# [EXTRACTO]
Solidaridad «versus» guerra del agua

Como sabemos, la Constitución reconoce y garantiza (art. 2º) tanto el derecho a la autonomía de las nacionalidades y regiones como, a la par, la solidaridad entre todas ellas. El significado y alcance del principio de solidaridad bien merece algunas reflexiones cuando la última dinámica autonómica parece devaluarlo en campos como el de los recursos hídricos.
Constatemos que la solidaridad ni es patrimonio de la derecha ni de la izquierda. Es un principio que hunde sus raíces en el cristianismo, despliega todo su vigor en la Revolución francesa cuando se encarama a su lema vestida en forma de fraternité, vuelve a aparecer en el siglo XIX en programas y estatutos de partidos y sindicatos muy diversos; sirve de idea fuerza al pensamiento jurídico europeo del siglo XX denominado solidarismo, en las obras de Duguit, Pesch y tantos otros; e impregna los cimientos de los Estados sociales de Derecho que como el español, configuran la Unión Europea.

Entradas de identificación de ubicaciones

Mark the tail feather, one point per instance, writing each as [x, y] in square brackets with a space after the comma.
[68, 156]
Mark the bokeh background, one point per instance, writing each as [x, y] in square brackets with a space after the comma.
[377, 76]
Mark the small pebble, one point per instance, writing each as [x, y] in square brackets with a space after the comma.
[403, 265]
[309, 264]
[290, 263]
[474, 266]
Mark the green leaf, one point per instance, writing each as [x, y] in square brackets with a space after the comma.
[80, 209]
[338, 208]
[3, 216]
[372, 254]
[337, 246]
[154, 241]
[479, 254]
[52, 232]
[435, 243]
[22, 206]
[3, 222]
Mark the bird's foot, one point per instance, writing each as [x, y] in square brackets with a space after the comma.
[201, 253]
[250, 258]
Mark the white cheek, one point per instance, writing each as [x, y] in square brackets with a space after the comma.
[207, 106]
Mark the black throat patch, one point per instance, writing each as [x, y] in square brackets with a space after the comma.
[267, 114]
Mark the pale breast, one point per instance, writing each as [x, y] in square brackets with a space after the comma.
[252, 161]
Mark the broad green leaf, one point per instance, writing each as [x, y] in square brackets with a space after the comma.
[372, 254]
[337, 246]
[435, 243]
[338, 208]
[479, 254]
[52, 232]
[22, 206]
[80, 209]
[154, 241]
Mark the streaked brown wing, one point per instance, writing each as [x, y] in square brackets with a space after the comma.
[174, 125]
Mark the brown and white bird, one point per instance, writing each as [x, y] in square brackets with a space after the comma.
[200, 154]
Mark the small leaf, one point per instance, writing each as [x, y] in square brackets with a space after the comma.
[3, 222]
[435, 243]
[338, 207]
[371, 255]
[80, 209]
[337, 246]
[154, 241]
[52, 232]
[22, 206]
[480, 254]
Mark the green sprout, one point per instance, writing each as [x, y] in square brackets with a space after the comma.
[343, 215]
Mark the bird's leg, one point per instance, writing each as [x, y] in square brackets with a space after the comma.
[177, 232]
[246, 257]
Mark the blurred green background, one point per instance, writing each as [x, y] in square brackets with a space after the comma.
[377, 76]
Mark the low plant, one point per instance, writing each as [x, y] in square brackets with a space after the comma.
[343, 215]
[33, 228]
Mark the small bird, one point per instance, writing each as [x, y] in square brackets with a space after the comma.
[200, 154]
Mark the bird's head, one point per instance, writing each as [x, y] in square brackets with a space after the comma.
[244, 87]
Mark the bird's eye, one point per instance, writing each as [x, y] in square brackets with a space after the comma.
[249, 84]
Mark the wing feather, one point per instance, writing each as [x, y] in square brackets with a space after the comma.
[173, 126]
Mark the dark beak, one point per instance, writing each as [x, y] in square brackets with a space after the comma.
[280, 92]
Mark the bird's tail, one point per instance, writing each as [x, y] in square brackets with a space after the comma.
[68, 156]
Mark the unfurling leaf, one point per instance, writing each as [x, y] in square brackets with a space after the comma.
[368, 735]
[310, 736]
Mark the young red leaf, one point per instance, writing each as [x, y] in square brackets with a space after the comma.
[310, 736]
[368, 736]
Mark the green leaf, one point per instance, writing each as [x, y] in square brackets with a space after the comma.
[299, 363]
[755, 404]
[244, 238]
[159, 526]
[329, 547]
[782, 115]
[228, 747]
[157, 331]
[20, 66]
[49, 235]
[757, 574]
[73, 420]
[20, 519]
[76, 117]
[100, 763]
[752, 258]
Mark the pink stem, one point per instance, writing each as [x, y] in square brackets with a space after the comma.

# [REQUISITO 1]
Por favor, reproduce el pasaje del texto sobre la solidaridad que empieza en las palabras «Como sabemos, la» y termina tras «los recursos hídricos.».
# [REQUISITO 2]
Según el texto sobre la solidaridad, ¿en qué artículo la Constitución reconoce y garantiza el derecho a la autonomía y la solidaridad?
Los datos no guardan ninguna relación con el texto.

# [RESULTADO 1]
Como sabemos, la Constitución reconoce y garantiza (art. 2º) tanto el derecho a la autonomía de las nacionalidades y regiones como, a la par, la solidaridad entre todas ellas. El significado y alcance del principio de solidaridad bien merece algunas reflexiones cuando la última dinámica autonómica parece devaluarlo en campos como el de los recursos hídricos.

# [RESULTADO 2]
En el artículo 2º.